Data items
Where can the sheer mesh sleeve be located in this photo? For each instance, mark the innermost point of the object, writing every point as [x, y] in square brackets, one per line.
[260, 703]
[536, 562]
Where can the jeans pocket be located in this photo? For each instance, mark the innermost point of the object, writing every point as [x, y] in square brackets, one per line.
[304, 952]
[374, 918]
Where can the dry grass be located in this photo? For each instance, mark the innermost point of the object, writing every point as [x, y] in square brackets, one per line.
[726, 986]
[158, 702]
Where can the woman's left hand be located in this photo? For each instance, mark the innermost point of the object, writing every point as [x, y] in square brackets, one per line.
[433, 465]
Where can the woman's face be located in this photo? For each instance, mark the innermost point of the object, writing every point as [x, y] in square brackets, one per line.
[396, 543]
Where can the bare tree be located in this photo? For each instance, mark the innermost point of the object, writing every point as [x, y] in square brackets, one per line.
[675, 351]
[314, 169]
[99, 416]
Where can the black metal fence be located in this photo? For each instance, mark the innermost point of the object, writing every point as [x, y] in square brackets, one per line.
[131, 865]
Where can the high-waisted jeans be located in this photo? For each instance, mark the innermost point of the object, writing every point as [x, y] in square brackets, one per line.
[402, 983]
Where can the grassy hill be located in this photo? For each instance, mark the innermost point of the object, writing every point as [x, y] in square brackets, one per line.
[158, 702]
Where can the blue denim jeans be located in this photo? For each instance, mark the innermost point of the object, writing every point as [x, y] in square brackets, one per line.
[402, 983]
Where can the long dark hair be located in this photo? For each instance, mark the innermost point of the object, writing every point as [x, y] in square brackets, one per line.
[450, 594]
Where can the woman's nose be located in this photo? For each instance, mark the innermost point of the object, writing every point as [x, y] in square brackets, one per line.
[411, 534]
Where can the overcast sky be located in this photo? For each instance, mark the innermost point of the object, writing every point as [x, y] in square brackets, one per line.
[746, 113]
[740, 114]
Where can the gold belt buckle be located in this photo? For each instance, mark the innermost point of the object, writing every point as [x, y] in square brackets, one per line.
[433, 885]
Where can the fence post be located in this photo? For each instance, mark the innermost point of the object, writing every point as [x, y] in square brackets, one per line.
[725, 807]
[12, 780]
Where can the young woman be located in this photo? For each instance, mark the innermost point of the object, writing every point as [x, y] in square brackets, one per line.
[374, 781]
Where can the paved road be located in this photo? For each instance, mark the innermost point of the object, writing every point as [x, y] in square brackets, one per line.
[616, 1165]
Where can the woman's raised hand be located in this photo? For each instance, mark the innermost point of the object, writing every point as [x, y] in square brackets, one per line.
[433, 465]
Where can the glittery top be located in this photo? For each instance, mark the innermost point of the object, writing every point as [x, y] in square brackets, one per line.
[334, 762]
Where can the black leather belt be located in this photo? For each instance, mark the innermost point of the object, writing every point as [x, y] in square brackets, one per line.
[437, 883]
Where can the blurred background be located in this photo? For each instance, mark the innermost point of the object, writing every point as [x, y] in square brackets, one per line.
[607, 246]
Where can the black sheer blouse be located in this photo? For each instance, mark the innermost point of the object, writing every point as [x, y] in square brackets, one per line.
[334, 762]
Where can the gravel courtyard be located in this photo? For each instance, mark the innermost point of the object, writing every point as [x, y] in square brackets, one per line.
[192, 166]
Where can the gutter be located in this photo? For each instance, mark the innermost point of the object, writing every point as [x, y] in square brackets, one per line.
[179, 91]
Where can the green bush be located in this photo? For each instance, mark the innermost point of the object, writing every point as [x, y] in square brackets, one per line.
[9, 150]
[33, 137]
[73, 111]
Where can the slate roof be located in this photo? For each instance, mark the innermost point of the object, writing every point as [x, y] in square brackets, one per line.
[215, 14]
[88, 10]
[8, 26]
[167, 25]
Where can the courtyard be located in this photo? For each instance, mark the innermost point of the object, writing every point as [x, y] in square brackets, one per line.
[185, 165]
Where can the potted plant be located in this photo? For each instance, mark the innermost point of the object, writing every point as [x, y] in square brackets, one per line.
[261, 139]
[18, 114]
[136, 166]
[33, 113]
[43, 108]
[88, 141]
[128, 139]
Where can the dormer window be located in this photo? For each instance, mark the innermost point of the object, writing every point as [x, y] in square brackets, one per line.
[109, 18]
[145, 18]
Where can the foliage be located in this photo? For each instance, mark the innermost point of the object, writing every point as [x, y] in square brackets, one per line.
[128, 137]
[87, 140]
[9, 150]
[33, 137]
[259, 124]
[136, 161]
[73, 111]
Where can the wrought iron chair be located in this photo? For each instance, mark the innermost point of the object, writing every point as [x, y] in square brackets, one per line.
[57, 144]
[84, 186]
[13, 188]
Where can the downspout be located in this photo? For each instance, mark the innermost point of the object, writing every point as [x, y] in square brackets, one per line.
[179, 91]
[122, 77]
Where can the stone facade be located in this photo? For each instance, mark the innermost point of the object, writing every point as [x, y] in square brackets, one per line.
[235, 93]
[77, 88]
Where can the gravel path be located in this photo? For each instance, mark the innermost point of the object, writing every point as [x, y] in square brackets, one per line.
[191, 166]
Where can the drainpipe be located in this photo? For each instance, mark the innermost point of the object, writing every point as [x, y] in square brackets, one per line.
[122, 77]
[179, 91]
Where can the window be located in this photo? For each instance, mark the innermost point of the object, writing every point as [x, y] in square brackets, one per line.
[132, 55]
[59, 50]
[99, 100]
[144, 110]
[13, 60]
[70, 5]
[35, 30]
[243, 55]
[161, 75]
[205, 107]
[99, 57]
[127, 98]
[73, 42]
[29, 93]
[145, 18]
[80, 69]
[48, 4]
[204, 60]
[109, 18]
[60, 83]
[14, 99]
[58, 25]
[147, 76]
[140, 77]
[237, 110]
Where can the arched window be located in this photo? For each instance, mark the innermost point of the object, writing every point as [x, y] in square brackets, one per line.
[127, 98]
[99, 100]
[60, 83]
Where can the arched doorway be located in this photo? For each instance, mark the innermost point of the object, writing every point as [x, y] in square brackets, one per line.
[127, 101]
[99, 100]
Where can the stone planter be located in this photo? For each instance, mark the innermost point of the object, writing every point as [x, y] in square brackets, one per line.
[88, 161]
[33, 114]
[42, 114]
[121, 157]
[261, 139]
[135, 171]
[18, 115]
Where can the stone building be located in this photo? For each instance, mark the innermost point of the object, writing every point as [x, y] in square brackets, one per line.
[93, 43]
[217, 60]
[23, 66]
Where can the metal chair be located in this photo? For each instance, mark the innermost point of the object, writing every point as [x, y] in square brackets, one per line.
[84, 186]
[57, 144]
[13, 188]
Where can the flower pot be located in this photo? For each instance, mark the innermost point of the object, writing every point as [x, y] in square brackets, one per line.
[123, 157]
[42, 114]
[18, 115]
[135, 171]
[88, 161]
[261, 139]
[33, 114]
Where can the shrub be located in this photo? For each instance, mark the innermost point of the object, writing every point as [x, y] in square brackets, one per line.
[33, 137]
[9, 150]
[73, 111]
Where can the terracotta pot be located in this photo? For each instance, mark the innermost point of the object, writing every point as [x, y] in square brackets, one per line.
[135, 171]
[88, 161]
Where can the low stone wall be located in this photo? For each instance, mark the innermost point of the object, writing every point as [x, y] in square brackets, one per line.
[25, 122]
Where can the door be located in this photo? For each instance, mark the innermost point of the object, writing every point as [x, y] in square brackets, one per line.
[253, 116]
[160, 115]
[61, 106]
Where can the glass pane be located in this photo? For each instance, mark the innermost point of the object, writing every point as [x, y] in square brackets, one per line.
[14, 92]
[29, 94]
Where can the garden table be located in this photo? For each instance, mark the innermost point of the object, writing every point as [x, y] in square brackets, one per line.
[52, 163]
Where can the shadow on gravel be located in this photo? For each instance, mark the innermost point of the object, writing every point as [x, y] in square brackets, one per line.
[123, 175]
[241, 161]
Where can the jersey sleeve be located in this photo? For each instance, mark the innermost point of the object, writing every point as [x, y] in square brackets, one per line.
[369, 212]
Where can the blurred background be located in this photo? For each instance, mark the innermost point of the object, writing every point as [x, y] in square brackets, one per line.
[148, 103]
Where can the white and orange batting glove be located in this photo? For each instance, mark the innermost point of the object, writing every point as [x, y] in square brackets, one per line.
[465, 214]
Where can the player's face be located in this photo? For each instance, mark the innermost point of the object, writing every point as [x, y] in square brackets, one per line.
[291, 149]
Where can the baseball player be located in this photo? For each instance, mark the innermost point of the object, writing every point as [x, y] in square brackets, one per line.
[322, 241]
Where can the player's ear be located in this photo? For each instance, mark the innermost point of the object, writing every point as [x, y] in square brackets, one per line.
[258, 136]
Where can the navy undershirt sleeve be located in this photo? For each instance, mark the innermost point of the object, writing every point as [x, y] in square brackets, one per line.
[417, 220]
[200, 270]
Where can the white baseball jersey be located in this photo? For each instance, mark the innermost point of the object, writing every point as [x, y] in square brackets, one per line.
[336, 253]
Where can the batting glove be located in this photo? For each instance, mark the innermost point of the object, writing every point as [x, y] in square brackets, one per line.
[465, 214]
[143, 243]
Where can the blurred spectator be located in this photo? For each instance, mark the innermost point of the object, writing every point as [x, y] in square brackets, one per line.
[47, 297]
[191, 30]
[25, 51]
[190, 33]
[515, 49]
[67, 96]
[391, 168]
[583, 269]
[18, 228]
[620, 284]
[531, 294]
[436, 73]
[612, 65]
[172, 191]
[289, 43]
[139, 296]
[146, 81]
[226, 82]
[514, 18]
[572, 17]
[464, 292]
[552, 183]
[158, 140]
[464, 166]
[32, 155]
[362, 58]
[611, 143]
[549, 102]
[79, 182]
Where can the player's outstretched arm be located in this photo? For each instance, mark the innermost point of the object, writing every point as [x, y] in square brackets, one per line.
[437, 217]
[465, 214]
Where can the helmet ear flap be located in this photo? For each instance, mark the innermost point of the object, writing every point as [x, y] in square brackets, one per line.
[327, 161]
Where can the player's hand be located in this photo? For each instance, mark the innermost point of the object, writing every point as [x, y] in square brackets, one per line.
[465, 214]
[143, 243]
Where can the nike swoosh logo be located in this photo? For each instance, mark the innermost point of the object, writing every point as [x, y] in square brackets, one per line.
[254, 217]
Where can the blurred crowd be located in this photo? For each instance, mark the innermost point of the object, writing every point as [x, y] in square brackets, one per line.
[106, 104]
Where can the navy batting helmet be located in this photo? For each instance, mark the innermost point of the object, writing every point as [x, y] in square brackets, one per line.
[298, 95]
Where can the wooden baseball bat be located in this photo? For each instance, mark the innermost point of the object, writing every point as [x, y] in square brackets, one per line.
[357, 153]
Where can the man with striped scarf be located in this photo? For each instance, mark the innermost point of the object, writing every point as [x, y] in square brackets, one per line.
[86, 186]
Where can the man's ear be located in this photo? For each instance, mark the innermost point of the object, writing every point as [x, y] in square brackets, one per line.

> **Exercise brief**
Extract the closing run of lines, starting with the one containing "Where can the wooden" and ending at the last, exactly as written.

> **Expected output**
Where can the wooden baseball bat be located in this photo? For each instance, mark the innermost point of the object, writing every point as [x, y] in square brackets, one per line.
[357, 153]
Where can the man with striped scarf be located in this photo? For each instance, mark the innermost point of the object, writing every point as [x, y] in square brackets, one per line.
[86, 186]
Where can the man's ear be located in this photo? For each instance, mark the innermost point of the object, writing every point as [x, y] in square brackets, one per line.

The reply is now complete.